## Text shown

------

The generalized AM expression is represented as:

s(t) = Ac [1 + μa mn (t)] cos ωc t

The total transmitted power for an AM system is given by:

${P_t} = {P_c}\left( {1 + \frac{{{μ^2}}}{2}} \right)$

Pc = Carrier Power

μ = Modulation Index

The above expression can be expanded to get:

${P_t} = {P_c} + P_c\frac{{{μ^2}}}{2}$

The total power is the sum of the carrier power and the sideband power, i.e.

${P_s} = P_c\frac{{{μ^2}}}{2}$

The power in a single sideband will be:

${P_s} = \frac{1}{2}\times P_c\frac{{{μ^2}}}{2}$

With $P_c=\frac{A^2}{2}$, the above can be written as:

${P_s} = \frac{1}{2}\times \frac{A_c^2}{2}\frac{{{μ^2}}}{2}$

${P_s} = \frac{{{A_c^2μ^2}}}{8}$

$Power Saved=\frac{P_c}{P_{total}}$  ---(1)

------

## Task goal
Answer these questions from the text on AM power.
(a) What quantity does the symbol μ denote?
(b) The total power is stated to be the sum of which two powers?
(c) What final expression does the text give for Ps in terms of Ac and μ?

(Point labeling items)
------

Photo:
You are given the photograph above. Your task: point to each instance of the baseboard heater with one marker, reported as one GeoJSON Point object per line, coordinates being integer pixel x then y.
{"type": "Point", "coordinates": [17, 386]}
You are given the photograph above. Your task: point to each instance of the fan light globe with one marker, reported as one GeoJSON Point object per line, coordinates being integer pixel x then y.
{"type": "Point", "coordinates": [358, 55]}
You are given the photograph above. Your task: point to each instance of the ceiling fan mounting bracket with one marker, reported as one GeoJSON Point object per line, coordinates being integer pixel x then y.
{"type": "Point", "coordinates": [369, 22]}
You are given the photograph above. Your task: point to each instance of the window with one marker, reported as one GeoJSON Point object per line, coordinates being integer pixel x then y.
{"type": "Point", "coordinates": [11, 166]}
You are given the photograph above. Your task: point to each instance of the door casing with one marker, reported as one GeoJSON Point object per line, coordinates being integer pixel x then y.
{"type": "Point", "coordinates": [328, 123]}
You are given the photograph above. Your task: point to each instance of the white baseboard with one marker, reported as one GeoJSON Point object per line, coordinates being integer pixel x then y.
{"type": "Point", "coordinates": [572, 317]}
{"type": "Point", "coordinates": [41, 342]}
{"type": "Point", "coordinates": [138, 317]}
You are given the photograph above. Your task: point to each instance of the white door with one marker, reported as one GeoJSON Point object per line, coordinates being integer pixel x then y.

------

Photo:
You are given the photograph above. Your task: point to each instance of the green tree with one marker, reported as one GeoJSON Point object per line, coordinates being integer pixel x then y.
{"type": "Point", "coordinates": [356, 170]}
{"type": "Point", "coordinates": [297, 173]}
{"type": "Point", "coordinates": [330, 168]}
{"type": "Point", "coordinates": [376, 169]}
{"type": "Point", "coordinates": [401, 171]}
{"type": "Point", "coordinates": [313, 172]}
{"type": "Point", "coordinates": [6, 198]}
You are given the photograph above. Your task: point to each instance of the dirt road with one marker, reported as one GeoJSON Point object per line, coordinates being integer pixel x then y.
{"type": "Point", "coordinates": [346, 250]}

------

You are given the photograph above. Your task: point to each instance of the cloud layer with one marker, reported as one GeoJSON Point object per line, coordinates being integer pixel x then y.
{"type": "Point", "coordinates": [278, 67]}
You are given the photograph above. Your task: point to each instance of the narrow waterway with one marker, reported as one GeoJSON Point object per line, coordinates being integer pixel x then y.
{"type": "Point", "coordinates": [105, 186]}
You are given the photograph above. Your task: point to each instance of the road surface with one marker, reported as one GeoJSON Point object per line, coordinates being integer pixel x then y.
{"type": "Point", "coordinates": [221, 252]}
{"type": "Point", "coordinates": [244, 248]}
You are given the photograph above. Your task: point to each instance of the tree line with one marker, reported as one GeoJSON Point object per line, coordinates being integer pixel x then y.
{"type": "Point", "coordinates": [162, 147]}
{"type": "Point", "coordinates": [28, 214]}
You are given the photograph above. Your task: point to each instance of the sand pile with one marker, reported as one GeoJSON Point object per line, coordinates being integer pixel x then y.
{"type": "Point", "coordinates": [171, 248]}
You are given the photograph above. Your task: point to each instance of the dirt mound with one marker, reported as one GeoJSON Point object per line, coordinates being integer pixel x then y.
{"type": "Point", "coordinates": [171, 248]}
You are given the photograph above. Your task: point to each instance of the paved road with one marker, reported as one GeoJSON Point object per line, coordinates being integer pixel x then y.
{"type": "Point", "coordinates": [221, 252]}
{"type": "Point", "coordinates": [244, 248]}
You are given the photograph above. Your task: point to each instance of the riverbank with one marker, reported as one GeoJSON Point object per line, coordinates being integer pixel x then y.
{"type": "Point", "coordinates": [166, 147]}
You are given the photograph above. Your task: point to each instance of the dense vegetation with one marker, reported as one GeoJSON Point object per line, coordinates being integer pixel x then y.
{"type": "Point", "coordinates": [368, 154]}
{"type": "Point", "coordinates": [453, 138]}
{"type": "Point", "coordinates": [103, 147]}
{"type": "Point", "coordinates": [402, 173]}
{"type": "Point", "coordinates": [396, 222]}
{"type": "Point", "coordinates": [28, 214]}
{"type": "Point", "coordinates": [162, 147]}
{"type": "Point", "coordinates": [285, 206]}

------

## Complete answer
(a) The modulation index.
(b) The carrier power and the sideband power.
(c) Ps = Ac²μ²/8